__Tasks for this exercise__
1: In the Hardy Brothers text, print the part from "Internally the building" up to and including "the convict barracks.", unchanged.
2: According to the Hardy Brothers text, on what date was the building listed on the Queensland Heritage Register?

__Excerpt provided__
==*==
Hardy Brothers is a Victorian era Italianate building located at 116 Queen Street. It consists of two storeys and a basement and is built predominantly of stuccoed brick on a stone foundation.

The lower level Queen Street facade has undergone numerous changes while the upper level is mostly intact. This consists of three semicircular arched window openings, the central arch being larger than the ones to either side. This central arch originally had two smaller archways supported on a slender central Corinthian column above which was a small circular window. The original sash windows of these openings have been replaced by large casements. The three openings are separated by pilasters with Corinthian capitals. Below each window is a balustrade of roundels, with a rosette in each circle. Above the arches is a continuous decorative label mould of floral motifs, with floral label stops. The cornice is made prominent by a row of dentils, and four sets of elaborate paired brackets. Above the cornice is an ornate parapet with a central triangular pediment containing three arched recesses echoing the window openings below. The rest of the parapet has a balustrade of small arched balusters, and at each end of the parapet is a pedestal supporting a vase. A vase also stands at the peak of the central pediment.

The lower facade originally had three arched openings, but by the 1890s a steel and glass shopfront had been installed. The shopfront has been considerably altered over time to suit different tenants. One such shopfront was designed by Lange Powell in 1914. The street level facade now has a recessed doorway, plate glass window and a modern cantilevered awning.

Internally the building is connected at the first floor level to its neighbour Gardams Building. At the basement level there is visible evidence of the original stone construction, brick partitioning walls and timber structure to the floor above.

The building is part of a group of intact Victorian era buildings in this part of Queen Street and thus has a significant influence on the streetscape.

== Heritage listing ==
Hardy Brothers was listed on the Queensland Heritage Register on 21 October 1992 having satisfied the following criteria.

The place is important in demonstrating the evolution or pattern of Queensland's history.

Hardy Brothers building survives as an important example of the secondary phase of development in Queen Street during the early 1880s, initiated by the disposal of the convict barracks.

The place is important in demonstrating the principal characteristics of a particular class of cultural places.

The place is important in demonstrating the principal characteristics of a late 19th century commercial building with ornate Italianate detailing, and aesthetically makes a strong contribution to the streetscape of Queen Street as part of a group of surviving 1880s commercial buildings.

The place is important because of its aesthetic significance.

The place is important in demonstrating the principal characteristics of a late 19th century commercial building with ornate Italianate detailing, and aesthetically makes a strong contribution to the streetscape of Queen Street as part of a group of surviving 1880s commercial buildings.

The place has a special association with the life or work of a particular person, group or organisation of importance in Queensland's history.

The place has a strong and special long term association with the firm of Hardy Brothers, and a special association with owner and occupier Brisbane architect Richard Gailey.
==*==
__Extracted material__
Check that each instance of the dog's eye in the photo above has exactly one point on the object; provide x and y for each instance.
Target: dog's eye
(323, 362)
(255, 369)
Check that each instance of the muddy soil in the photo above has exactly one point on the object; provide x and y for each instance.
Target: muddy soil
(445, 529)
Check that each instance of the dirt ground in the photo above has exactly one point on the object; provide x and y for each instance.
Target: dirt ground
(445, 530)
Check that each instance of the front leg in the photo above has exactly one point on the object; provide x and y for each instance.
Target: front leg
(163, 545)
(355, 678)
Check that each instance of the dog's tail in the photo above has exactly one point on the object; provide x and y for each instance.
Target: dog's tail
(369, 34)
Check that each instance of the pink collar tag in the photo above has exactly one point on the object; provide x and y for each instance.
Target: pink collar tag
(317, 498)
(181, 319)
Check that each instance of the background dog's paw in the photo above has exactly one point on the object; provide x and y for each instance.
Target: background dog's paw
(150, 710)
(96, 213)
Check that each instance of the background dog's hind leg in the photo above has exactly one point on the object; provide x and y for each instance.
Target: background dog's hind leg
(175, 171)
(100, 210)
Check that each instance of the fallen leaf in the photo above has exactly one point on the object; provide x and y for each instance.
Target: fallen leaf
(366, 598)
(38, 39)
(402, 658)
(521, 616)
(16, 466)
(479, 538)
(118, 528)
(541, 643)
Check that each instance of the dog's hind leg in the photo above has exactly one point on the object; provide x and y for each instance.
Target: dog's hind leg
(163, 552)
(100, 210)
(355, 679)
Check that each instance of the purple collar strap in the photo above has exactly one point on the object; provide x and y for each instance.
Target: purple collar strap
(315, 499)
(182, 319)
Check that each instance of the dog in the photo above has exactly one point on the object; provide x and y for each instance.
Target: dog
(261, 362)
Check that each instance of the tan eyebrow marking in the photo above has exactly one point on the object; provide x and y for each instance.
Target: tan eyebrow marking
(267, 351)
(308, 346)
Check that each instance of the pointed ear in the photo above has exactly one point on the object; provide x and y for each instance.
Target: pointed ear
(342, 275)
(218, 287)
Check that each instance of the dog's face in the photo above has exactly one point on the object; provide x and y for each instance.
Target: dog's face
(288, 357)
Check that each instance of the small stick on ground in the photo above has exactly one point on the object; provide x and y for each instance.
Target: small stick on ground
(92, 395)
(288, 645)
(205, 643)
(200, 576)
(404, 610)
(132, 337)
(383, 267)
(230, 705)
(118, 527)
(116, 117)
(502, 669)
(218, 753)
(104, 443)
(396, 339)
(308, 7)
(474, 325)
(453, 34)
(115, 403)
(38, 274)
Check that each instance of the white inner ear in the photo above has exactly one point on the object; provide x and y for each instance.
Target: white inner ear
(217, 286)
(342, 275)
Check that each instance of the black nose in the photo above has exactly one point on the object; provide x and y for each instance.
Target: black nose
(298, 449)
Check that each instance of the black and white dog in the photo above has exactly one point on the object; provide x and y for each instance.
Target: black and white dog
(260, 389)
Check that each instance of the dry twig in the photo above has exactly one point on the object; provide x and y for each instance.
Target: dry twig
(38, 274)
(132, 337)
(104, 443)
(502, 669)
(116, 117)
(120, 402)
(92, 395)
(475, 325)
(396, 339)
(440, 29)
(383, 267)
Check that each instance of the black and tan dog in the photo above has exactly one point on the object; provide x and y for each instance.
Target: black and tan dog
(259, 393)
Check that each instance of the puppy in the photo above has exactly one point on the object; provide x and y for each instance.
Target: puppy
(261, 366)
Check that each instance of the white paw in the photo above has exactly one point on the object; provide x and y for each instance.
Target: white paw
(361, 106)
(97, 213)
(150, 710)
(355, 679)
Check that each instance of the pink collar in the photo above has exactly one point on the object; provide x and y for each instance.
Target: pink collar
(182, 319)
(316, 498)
==*==
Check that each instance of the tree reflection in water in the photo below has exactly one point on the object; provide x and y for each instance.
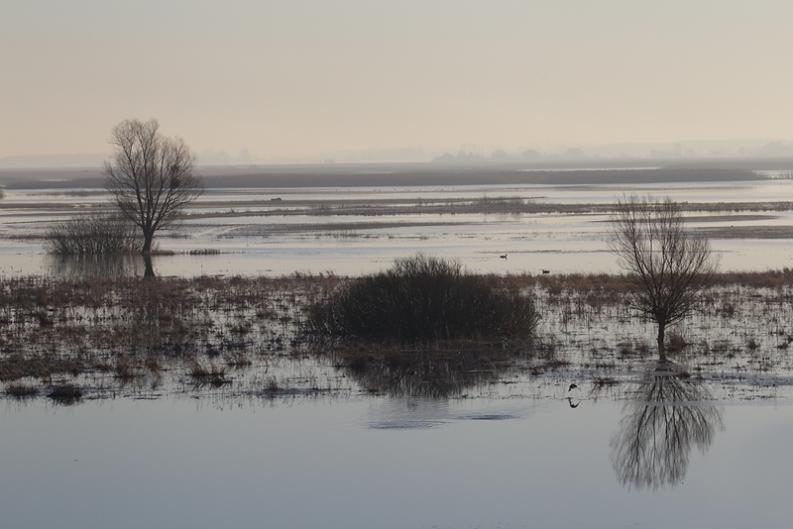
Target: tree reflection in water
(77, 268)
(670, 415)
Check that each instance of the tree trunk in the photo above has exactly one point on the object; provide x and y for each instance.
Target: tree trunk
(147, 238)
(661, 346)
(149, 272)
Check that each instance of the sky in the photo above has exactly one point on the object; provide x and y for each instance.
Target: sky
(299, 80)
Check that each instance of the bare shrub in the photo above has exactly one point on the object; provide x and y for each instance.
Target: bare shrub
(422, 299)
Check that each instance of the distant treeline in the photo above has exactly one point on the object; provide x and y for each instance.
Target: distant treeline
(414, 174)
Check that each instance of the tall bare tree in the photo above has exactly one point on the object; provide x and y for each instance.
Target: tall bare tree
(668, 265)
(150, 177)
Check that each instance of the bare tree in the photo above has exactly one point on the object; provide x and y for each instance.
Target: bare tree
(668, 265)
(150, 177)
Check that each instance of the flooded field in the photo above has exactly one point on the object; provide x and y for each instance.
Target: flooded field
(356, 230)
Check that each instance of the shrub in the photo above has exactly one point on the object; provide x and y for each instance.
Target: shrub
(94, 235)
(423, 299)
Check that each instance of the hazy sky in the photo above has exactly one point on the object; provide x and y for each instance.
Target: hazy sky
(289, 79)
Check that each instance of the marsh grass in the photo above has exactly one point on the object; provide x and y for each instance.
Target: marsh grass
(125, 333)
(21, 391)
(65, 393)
==*==
__Answers per task__
1:
Internally the building is connected at the first floor level to its neighbour Gardams Building. At the basement level there is visible evidence of the original stone construction, brick partitioning walls and timber structure to the floor above.

The building is part of a group of intact Victorian era buildings in this part of Queen Street and thus has a significant influence on the streetscape.

== Heritage listing ==
Hardy Brothers was listed on the Queensland Heritage Register on 21 October 1992 having satisfied the following criteria.

The place is important in demonstrating the evolution or pattern of Queensland's history.

Hardy Brothers building survives as an important example of the secondary phase of development in Queen Street during the early 1880s, initiated by the disposal of the convict barracks.

2: 21 October 1992